### [DATA IN THIS EXERCISE]
▼
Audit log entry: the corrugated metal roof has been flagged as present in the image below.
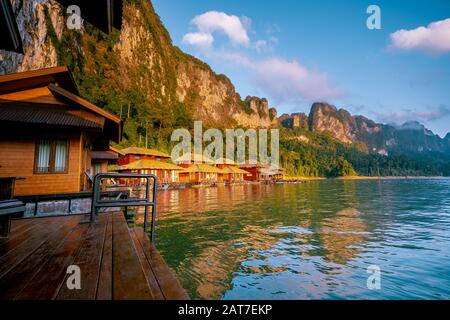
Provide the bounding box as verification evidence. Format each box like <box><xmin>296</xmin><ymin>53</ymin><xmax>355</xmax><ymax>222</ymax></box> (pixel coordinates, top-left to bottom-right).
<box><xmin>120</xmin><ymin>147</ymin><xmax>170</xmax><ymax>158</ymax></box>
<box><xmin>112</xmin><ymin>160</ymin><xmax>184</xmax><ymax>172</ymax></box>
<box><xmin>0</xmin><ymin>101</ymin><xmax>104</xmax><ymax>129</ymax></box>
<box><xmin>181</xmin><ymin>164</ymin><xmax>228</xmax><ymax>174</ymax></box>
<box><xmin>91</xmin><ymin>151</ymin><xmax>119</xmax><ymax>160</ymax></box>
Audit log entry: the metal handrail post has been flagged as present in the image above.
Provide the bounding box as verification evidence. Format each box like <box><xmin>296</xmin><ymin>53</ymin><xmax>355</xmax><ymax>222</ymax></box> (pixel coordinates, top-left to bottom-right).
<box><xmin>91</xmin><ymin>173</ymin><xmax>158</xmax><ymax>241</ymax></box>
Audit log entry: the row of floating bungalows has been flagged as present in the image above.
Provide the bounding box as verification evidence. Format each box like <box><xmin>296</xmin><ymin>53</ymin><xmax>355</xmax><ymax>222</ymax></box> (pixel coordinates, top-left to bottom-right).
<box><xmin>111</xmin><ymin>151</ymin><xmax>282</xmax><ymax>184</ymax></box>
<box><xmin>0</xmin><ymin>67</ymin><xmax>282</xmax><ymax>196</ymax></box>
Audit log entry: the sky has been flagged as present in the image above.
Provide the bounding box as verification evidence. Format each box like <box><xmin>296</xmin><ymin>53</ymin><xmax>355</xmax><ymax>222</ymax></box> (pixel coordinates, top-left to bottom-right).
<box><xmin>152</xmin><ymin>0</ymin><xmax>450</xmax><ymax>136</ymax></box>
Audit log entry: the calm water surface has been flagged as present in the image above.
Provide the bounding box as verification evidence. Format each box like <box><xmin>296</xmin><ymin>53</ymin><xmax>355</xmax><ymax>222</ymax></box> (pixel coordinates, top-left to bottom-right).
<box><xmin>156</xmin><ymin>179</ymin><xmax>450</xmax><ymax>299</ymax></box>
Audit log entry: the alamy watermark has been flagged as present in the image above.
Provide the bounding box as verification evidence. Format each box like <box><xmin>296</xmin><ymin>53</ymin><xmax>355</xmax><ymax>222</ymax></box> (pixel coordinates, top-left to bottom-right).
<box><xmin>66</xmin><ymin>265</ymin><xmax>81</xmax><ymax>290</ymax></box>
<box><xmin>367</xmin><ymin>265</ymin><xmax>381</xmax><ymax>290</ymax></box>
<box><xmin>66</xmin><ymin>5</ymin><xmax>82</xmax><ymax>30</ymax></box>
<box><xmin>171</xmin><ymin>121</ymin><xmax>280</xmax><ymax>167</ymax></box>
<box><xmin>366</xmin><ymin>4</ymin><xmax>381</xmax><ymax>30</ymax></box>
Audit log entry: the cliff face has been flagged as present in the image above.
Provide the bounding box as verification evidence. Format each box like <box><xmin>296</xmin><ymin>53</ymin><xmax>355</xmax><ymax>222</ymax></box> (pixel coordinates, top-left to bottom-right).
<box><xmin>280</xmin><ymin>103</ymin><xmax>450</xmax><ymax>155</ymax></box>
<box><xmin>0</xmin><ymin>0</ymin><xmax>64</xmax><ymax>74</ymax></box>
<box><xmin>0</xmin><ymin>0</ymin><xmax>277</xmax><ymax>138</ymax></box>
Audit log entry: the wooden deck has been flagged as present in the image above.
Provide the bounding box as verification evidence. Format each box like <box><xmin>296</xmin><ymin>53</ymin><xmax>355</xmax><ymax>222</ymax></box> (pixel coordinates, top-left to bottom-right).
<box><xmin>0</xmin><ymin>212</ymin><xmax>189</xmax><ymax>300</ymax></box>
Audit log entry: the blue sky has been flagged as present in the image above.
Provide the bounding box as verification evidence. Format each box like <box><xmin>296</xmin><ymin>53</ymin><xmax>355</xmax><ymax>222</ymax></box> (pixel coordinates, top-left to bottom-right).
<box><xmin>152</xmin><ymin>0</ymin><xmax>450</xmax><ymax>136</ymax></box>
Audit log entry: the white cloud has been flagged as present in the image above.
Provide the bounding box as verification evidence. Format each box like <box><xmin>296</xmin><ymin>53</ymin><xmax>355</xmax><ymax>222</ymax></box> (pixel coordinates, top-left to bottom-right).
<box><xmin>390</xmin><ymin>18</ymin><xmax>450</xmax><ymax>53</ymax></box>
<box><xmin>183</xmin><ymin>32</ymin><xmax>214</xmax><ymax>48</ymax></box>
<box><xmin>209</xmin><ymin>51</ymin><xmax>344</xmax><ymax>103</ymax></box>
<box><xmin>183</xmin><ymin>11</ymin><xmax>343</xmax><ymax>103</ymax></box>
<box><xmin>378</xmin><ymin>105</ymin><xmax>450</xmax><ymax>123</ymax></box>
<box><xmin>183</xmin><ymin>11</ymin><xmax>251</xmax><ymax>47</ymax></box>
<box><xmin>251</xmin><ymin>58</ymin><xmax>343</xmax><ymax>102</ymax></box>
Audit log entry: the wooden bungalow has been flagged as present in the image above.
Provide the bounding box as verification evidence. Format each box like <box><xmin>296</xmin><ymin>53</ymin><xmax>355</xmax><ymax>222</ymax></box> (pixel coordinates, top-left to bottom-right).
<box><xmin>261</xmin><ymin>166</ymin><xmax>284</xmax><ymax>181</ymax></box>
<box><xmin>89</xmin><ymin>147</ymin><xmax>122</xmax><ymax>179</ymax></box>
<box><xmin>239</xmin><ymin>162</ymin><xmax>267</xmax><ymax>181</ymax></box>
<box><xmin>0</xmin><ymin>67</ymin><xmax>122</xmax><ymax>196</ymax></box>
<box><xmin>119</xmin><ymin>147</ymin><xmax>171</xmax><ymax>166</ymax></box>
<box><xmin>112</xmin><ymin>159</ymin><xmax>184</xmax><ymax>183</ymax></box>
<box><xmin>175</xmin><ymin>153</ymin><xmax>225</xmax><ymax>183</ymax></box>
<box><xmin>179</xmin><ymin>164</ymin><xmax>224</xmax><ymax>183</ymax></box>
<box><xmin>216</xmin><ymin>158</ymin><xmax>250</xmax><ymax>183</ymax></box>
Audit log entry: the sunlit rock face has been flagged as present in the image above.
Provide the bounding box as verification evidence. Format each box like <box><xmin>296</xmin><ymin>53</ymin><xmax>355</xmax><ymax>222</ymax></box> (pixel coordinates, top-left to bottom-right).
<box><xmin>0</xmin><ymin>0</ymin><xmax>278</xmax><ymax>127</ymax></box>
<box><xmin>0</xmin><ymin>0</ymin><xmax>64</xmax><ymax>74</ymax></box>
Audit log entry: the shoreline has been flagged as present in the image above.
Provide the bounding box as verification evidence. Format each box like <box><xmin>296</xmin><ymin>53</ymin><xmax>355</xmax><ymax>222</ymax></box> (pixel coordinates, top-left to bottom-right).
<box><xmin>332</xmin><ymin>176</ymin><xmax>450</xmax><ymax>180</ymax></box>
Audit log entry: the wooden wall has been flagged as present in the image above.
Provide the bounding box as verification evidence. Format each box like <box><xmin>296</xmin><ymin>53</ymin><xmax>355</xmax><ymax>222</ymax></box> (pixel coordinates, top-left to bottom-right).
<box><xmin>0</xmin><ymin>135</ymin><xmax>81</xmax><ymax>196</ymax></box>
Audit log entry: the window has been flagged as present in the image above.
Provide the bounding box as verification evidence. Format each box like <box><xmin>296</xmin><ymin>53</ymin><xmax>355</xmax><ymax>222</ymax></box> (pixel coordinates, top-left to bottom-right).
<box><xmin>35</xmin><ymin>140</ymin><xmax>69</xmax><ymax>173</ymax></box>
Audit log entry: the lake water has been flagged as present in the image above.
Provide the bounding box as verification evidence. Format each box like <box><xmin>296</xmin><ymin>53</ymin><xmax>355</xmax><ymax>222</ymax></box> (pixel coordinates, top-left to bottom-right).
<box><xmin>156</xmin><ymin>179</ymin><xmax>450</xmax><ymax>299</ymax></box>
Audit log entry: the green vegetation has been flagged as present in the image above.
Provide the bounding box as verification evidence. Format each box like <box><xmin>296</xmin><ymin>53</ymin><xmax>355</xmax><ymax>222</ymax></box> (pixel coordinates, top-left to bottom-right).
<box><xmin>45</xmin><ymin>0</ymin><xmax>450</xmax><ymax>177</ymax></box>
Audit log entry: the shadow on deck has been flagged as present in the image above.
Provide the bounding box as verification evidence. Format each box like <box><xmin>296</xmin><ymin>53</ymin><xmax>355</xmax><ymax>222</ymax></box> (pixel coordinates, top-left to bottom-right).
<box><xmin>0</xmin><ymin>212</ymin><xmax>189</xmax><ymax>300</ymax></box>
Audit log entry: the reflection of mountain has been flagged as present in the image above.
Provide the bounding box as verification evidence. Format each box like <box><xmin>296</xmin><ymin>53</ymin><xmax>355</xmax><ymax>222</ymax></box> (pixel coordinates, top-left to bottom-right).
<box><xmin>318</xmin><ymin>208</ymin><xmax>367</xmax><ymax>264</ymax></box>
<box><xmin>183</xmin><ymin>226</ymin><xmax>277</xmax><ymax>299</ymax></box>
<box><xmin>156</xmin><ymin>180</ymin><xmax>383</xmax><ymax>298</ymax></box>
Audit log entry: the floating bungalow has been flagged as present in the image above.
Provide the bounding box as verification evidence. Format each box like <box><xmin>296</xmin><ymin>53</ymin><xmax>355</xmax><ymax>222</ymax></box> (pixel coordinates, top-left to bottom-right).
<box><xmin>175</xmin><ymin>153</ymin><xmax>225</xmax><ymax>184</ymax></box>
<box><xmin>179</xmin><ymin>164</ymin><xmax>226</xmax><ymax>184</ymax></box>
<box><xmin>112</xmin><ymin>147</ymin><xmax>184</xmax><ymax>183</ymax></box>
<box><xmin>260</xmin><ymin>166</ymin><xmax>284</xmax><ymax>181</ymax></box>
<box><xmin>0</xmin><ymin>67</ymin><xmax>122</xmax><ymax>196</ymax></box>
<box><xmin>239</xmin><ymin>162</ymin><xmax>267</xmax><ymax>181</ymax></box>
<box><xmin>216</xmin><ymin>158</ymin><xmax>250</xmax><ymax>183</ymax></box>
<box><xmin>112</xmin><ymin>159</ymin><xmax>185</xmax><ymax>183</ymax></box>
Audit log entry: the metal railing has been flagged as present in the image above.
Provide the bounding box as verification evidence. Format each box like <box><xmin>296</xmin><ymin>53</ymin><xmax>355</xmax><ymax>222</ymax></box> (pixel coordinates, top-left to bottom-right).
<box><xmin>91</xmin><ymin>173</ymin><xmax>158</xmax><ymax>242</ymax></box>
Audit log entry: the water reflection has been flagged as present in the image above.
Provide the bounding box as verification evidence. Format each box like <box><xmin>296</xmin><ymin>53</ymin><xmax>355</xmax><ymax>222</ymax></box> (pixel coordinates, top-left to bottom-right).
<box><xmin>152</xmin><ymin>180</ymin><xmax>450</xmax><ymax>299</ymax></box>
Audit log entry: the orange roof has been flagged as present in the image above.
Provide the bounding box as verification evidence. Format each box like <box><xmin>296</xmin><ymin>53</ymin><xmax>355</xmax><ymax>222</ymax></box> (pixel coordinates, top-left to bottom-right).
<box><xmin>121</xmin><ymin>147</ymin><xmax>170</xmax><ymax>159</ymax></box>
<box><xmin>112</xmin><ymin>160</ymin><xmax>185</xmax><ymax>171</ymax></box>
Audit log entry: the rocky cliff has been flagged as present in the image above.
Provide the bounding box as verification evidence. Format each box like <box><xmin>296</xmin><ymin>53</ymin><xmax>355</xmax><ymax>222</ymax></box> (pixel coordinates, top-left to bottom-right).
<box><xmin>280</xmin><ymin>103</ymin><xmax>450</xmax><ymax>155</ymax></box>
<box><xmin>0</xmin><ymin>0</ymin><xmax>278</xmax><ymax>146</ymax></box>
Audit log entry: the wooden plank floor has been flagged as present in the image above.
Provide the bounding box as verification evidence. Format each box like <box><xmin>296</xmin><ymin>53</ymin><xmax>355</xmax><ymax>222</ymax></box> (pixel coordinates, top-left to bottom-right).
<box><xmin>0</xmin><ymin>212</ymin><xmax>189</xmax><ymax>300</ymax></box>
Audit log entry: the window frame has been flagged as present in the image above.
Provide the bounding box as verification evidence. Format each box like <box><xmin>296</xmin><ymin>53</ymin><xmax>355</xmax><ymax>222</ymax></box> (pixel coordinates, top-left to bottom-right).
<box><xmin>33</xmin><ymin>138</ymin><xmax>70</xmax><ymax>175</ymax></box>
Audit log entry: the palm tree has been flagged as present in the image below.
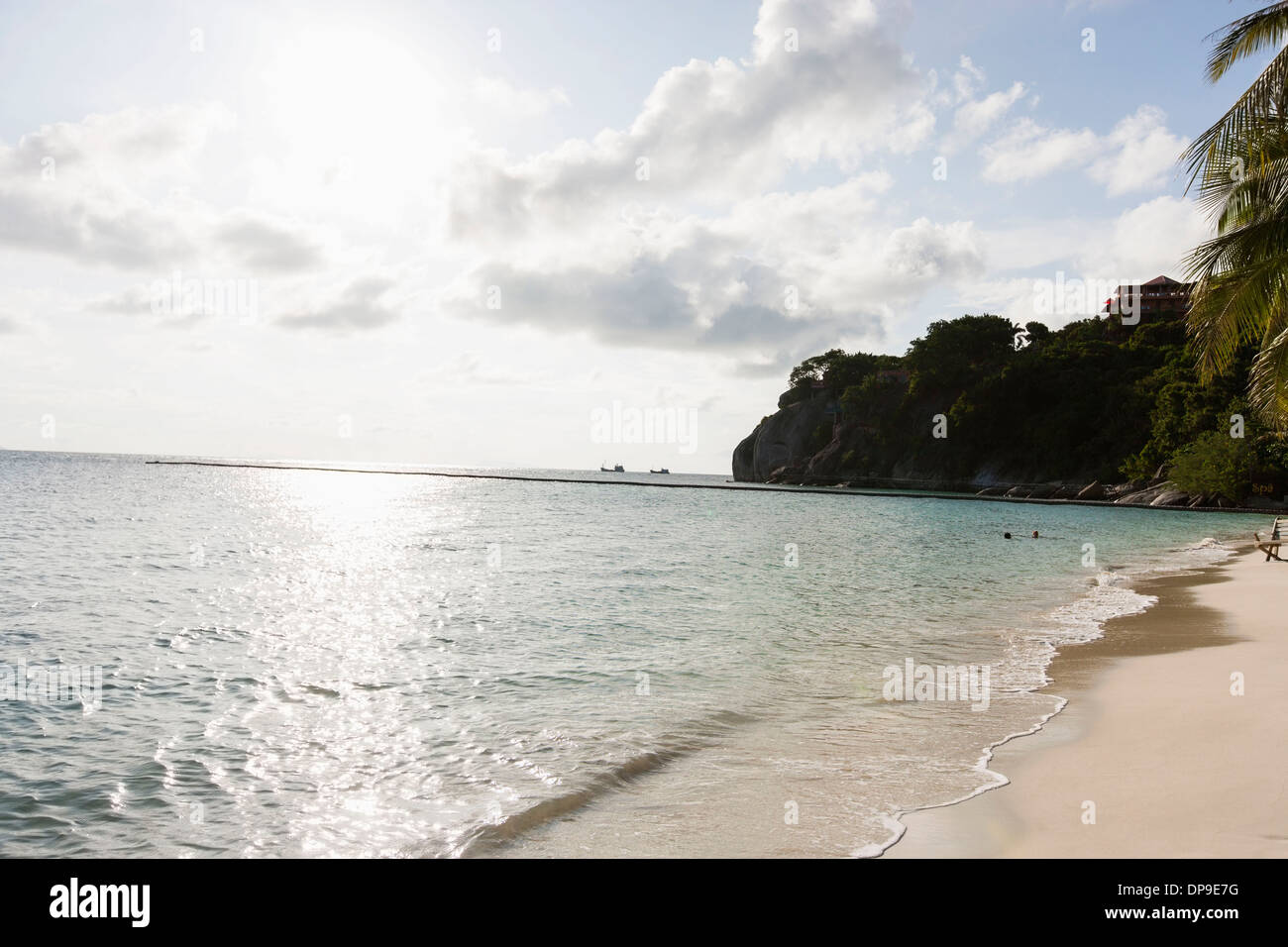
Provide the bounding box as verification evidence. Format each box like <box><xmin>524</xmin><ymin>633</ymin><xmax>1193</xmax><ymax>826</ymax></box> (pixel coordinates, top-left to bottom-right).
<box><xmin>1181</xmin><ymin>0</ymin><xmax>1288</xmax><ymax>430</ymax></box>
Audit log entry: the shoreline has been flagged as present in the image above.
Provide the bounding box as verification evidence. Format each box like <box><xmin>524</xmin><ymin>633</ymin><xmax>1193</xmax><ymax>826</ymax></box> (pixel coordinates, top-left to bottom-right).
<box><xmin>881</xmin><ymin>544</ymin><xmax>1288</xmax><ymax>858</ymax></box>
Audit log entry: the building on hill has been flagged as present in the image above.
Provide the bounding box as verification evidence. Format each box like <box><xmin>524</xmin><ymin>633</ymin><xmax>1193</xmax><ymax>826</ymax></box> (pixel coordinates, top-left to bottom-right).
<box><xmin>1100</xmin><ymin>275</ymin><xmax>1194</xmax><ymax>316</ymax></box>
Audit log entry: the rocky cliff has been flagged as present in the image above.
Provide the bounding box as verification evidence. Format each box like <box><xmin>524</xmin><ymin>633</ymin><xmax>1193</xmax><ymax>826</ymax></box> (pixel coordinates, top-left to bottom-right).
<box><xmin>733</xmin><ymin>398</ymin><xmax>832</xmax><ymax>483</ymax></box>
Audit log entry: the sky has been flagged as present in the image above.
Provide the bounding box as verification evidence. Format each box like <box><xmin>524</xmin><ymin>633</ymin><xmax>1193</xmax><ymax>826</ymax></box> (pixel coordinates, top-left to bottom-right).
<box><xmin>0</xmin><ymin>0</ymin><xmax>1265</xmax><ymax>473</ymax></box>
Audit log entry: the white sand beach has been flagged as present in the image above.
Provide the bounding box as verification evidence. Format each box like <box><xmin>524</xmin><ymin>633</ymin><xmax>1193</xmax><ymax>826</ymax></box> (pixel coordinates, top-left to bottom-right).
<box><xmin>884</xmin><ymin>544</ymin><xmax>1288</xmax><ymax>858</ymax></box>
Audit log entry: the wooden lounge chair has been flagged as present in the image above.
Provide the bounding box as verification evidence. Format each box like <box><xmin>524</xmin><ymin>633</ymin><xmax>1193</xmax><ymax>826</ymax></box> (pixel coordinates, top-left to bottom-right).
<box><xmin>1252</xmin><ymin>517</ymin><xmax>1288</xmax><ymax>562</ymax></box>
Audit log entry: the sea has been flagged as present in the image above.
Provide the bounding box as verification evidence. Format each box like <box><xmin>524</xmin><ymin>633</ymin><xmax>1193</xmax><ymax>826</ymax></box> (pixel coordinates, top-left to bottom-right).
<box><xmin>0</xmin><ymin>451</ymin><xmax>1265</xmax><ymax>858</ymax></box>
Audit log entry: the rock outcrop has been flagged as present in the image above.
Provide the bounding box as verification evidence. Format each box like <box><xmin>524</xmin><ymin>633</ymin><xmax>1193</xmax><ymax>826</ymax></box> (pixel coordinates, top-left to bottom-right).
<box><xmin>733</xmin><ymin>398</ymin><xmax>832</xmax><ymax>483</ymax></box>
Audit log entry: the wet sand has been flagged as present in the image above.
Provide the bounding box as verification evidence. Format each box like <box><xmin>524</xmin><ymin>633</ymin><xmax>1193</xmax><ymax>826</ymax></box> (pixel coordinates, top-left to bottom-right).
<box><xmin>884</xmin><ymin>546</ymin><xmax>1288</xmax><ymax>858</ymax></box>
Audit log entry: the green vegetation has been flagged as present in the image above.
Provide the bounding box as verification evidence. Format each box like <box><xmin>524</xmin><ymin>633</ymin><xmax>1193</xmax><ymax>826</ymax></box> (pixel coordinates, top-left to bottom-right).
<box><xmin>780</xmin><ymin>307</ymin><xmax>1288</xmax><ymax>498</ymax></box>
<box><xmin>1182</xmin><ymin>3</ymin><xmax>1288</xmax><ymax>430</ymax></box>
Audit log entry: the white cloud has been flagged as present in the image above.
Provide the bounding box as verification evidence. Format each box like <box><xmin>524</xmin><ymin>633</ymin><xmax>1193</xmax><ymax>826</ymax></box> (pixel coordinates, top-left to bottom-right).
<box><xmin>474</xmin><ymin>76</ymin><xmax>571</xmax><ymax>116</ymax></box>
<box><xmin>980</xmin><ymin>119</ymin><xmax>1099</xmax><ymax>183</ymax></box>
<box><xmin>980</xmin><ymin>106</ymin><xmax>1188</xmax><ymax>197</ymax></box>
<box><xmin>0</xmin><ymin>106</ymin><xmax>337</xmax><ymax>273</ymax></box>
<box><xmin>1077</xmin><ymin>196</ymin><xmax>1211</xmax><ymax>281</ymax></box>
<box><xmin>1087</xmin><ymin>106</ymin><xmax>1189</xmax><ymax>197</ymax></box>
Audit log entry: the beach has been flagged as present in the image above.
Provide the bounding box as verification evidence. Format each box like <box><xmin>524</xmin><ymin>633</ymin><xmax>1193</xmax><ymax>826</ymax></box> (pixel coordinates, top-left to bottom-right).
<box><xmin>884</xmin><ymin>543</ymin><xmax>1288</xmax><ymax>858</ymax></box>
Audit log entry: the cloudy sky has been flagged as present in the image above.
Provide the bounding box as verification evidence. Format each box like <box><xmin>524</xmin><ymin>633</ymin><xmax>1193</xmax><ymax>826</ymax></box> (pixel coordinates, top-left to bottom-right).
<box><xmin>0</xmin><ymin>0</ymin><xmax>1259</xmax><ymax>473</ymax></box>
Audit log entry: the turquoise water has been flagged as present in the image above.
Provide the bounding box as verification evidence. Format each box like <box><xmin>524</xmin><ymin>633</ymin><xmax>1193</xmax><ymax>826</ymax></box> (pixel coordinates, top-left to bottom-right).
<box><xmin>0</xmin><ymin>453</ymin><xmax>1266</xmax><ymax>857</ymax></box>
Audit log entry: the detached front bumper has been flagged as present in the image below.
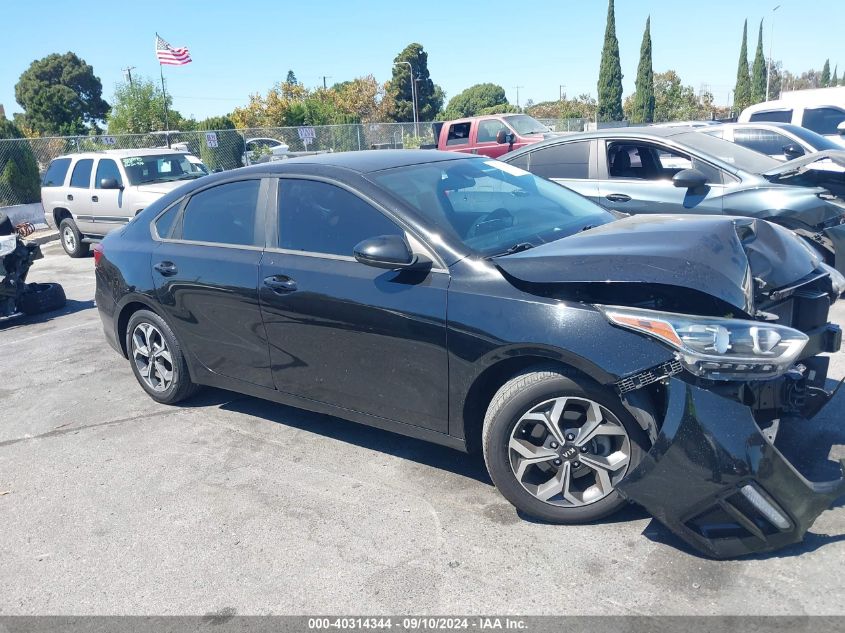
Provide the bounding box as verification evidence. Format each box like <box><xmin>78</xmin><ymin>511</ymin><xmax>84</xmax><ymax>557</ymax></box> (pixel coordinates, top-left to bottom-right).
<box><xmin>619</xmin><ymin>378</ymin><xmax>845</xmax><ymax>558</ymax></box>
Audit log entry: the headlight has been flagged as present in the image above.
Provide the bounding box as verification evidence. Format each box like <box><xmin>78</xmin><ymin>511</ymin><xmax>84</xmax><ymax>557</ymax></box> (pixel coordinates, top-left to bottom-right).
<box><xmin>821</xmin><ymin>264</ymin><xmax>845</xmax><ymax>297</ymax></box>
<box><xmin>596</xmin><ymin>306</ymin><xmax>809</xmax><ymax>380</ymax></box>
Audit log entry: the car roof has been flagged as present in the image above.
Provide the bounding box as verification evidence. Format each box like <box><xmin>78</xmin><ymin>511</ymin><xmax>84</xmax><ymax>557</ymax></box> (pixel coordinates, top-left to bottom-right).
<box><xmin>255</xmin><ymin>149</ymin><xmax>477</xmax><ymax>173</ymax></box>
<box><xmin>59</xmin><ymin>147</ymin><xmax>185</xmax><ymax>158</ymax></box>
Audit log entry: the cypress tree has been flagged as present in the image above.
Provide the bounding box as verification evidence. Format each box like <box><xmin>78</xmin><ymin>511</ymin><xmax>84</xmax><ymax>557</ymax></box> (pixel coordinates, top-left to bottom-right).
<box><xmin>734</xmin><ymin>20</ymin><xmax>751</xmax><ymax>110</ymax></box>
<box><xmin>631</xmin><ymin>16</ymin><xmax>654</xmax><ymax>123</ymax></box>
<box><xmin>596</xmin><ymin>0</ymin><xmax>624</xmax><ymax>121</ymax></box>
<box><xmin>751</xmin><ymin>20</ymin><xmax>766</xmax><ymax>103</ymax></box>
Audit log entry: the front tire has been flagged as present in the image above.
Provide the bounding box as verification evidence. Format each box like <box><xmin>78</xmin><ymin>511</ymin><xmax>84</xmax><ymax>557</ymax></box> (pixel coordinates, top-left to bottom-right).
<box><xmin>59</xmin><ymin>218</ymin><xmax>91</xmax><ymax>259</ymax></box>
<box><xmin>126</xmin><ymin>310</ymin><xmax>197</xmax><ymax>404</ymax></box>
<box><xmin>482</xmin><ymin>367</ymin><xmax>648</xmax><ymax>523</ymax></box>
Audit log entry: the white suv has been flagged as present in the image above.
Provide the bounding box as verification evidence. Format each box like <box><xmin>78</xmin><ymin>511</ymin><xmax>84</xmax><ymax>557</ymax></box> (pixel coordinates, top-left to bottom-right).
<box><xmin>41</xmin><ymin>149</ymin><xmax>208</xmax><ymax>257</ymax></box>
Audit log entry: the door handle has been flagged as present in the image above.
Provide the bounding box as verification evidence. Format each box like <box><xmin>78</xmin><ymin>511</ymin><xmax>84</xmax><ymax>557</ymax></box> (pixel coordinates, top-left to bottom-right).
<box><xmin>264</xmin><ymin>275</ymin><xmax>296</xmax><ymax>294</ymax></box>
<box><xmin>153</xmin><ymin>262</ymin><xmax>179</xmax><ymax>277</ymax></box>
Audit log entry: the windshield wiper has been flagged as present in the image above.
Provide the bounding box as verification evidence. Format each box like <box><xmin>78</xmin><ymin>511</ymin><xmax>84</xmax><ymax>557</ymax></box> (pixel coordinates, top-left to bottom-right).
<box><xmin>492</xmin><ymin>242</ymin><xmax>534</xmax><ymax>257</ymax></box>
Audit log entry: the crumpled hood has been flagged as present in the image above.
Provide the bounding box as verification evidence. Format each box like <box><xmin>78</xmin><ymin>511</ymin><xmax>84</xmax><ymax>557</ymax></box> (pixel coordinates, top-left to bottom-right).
▲
### [REQUIREMENTS]
Find every line in the rows above that contains the string "reflection", and copy each of those lines in full.

### [FULL ANSWER]
Audit log entry: the reflection of mountain has been flagged as present in the image above.
Audit log entry: the water reflection has been flagged as present in the image above.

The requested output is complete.